**Given request:**
All of the records below need to be copied exactly.

[start Raw records]

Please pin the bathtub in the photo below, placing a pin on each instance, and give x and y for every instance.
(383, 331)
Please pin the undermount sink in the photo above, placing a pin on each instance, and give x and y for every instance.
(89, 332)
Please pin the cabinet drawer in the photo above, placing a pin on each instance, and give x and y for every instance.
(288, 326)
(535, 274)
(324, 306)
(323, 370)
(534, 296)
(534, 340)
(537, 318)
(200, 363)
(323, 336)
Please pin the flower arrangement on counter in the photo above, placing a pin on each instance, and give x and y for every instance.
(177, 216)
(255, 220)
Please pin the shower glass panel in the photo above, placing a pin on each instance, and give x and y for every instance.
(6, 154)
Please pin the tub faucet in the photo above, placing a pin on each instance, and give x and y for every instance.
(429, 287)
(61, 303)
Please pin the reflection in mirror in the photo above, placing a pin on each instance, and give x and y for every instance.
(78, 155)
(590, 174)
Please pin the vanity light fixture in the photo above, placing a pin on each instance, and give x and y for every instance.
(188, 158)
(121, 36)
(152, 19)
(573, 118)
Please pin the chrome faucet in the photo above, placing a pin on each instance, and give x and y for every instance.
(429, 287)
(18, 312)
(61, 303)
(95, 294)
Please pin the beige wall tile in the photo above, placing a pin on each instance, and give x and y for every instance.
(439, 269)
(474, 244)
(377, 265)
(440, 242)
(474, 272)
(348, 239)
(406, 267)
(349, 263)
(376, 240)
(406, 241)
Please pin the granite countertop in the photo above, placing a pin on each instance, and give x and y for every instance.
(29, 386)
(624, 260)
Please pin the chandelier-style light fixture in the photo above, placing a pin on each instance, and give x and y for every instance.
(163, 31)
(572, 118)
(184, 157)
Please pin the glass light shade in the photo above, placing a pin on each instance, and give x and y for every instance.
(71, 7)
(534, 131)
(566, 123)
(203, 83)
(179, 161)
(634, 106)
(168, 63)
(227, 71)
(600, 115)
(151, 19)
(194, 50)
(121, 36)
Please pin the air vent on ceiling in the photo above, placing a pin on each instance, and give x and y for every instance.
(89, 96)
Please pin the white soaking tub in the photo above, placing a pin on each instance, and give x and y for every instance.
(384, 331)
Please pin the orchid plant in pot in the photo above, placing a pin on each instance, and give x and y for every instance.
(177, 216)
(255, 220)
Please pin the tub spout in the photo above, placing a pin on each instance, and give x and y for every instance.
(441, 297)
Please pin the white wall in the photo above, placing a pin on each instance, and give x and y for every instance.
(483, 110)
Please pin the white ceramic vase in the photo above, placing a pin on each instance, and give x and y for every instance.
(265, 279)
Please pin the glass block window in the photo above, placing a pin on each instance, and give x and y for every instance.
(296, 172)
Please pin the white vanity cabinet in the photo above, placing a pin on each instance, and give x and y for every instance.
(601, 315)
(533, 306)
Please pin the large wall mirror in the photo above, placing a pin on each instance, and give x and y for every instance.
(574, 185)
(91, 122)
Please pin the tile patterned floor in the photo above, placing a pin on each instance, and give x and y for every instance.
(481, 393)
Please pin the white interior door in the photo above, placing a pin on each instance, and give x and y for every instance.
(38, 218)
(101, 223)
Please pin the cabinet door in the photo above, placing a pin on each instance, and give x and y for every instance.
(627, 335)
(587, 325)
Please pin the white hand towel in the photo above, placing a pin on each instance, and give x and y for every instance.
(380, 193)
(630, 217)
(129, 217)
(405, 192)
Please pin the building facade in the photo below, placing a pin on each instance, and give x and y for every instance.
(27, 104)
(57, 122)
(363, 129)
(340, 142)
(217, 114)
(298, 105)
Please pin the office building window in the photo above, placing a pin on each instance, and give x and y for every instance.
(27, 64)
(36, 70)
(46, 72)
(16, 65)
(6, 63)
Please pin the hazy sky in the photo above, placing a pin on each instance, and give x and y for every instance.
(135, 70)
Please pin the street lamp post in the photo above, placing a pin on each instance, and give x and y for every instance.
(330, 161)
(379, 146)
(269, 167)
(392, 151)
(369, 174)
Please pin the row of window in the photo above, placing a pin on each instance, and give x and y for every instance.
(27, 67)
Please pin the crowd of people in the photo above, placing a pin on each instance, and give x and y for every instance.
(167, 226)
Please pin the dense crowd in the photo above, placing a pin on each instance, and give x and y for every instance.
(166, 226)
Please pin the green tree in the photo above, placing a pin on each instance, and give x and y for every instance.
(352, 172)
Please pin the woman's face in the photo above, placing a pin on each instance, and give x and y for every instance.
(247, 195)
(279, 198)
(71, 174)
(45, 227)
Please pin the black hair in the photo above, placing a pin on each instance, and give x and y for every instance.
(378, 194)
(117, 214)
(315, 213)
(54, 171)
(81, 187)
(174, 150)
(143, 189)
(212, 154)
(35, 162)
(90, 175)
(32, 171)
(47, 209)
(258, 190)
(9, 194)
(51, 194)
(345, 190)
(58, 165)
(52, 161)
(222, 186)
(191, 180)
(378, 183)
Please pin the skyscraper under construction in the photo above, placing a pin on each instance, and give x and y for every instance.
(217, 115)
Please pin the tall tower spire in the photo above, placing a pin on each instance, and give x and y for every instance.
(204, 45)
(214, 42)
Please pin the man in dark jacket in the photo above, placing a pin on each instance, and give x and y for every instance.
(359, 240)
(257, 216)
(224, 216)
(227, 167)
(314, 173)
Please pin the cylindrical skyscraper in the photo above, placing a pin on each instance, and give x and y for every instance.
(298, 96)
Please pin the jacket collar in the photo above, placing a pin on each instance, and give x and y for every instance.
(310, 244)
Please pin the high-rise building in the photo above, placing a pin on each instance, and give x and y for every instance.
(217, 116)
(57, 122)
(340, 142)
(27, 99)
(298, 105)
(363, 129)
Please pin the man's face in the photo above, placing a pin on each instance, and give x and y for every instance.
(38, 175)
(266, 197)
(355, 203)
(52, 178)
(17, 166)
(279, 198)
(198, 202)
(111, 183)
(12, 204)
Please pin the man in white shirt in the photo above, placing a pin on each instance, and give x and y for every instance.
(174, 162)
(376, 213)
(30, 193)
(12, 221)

[end Raw records]

**Solved problem:**
Please pin the bathtub in the photo below, placing a pin on each instance, and give x and y for every instance.
(383, 331)
Please pin the undermount sink in the photo above, placing a pin on each instance, and give x and y for every instance.
(89, 332)
Please pin the cabinet drawer in the photo above, placing a pin on each instance, and give x and y for every instance.
(288, 326)
(535, 274)
(324, 306)
(323, 370)
(534, 296)
(534, 340)
(537, 318)
(200, 363)
(323, 336)
Please pin the flower arrangement on counter in the photo above, placing a pin on each instance, and give x and y for every instance.
(177, 216)
(255, 220)
Please pin the shower glass panel in the photo above, placing a pin on each instance, and give x and y for every instance.
(6, 154)
Please pin the tub faucet in the photo above, placing a pin on each instance, and give x and y for every instance.
(429, 287)
(61, 303)
Please pin the reflection in mirror in the photo above, placing a pin on each instance, and give x and y for every instance.
(78, 155)
(590, 174)
Please pin the vanity light fixture in the photo above, placing a pin on each instance, and give x and y for every instance.
(188, 158)
(121, 36)
(152, 19)
(573, 118)
Please pin the chrome faucet in the photo above, placing a pin on each instance, and give x and y for every instance.
(429, 287)
(18, 312)
(61, 303)
(95, 294)
Please pin the beige wall tile in the photo above, placing a pin on each instance, and give x and y for every instance.
(439, 269)
(474, 244)
(377, 265)
(440, 242)
(474, 272)
(348, 239)
(406, 267)
(349, 263)
(376, 240)
(406, 241)
Please pin the granite countertop in the photo above, placing a pin on each instance, and give x and y for every instance.
(29, 386)
(624, 260)
Please pin the chandelier-style light fixture in the photo above, placing a pin on each instance, and give x and y for every instance.
(163, 31)
(572, 118)
(184, 157)
Please pin the glass light shade in the photo above, placing a pin on each instance, and give x and y for every instance.
(71, 7)
(534, 131)
(566, 123)
(203, 83)
(179, 161)
(634, 106)
(168, 63)
(227, 71)
(600, 115)
(151, 19)
(194, 50)
(121, 36)
Please pin the air vent on ceiling in the photo above, placing a pin on each instance, and give x and y for every instance.
(89, 96)
Please pin the white soaking tub in the photo above, placing a pin on each instance, and give x and y for every instance.
(384, 331)
Please pin the orchid plant in pot in the photo above, placing a pin on each instance, and give x and y for every instance.
(177, 216)
(255, 220)
Please pin the tub spout in the photo above, placing a pin on each instance, and give x and y for every instance.
(441, 297)
Please pin the white wall in the photo above, placing a pin on each instance, and give x and y for every instance.
(483, 110)
Please pin the white ceramic vase in the photo above, placing a pin on each instance, and give x and y for every instance.
(265, 279)
Please pin the glass block window in the photo above, placing a pin on each instance, and give x and y for every instance.
(296, 172)
Please pin the white vanity cabinet in the photo above, placing a pin on each instance, and give x and y for every instance.
(601, 315)
(533, 306)
Please pin the large wall mirror in the photo above, placing a pin on each instance, and give x and y for every instance.
(574, 185)
(91, 122)
Please pin the tile patterned floor in the photo above, placing a pin on each instance, and give x and y for every instance.
(481, 393)
Please pin the white interior door in the photo above, placing a pin on each instance, and give x and y for every instance.
(38, 218)
(101, 223)
Please pin the cabinet door in the photo above, placing a pin on each instance, and give x and y for every instance.
(627, 335)
(587, 325)
Please pin the white hand towel in the photo above, placing a pin on each instance, and give x and y for every instance.
(380, 193)
(630, 217)
(129, 217)
(405, 192)
Please pin the building facade in the photo below, placing a pin on each instance, and give x and y for every instance.
(27, 104)
(57, 122)
(363, 129)
(340, 142)
(217, 114)
(298, 105)
Please pin the office building window in the photo above, placing a pin on each instance, and give x and y for every instance.
(27, 64)
(36, 70)
(46, 72)
(16, 65)
(6, 63)
Please pin the hazy sky in the photo above, placing a pin on each instance, and give x and y for every instance.
(135, 70)
Please pin the street lamp post in the photo above, placing a pin on each instance, and give x and y for every instance.
(330, 161)
(379, 146)
(269, 167)
(392, 151)
(369, 174)
Please pin the row of window in the photo above, placing a pin on each instance, and give x and y for every instance.
(27, 67)
Please pin the crowd of people in the photo above, placing a pin on each instance, and give x and y for every instance.
(167, 226)
Please pin the dense crowd in the photo above, placing a pin on each instance, and give x and y for every instance.
(166, 226)
Please pin the green tree in the photo above, placing a pin on each instance, and give x and y for every instance.
(352, 172)
Please pin the woman's face in the photo above, placing a pin on each instance, and give x and y for every instance.
(247, 195)
(279, 198)
(71, 174)
(45, 227)
Please pin the black hair in the photo above, placing a pin on each instance, and give x and y for every instance.
(378, 194)
(117, 214)
(315, 213)
(54, 171)
(81, 187)
(174, 150)
(143, 189)
(212, 154)
(35, 162)
(90, 175)
(32, 171)
(47, 209)
(258, 190)
(9, 194)
(51, 194)
(345, 190)
(58, 165)
(52, 161)
(222, 186)
(191, 180)
(378, 183)
Please pin the skyscraper under construction in the photo above, placing a pin on each instance, and give x and y for every instance.
(217, 115)
Please pin the tall tower spire in the photo above, placing a pin on each instance, and give x and y for every instance.
(204, 45)
(214, 42)
Please pin the man in dark jacket in the photo above, placing a pin on each instance, and give x and y for every instance.
(359, 240)
(257, 216)
(224, 216)
(227, 167)
(314, 173)
Please pin the cylindrical skyscraper in the photo above, placing a pin on each instance, and give x and y for every instance.
(298, 96)
Please pin the jacket collar in the photo above, placing a pin on each instance, and give x and y for every instance.
(310, 244)
Please pin the high-rise building in the photo above, placing a pin on each instance, and give x and y for every instance.
(217, 116)
(57, 122)
(340, 142)
(27, 99)
(298, 105)
(363, 129)
Please pin the man's face in the photo above, placing a pin on each instance, and give x and y for every instance.
(38, 175)
(266, 197)
(355, 203)
(52, 178)
(17, 166)
(279, 198)
(198, 202)
(111, 183)
(12, 204)
Please pin the man in white shirt in the photo above, placing a pin on each instance, and give x and y for every instance.
(174, 162)
(376, 213)
(30, 193)
(12, 221)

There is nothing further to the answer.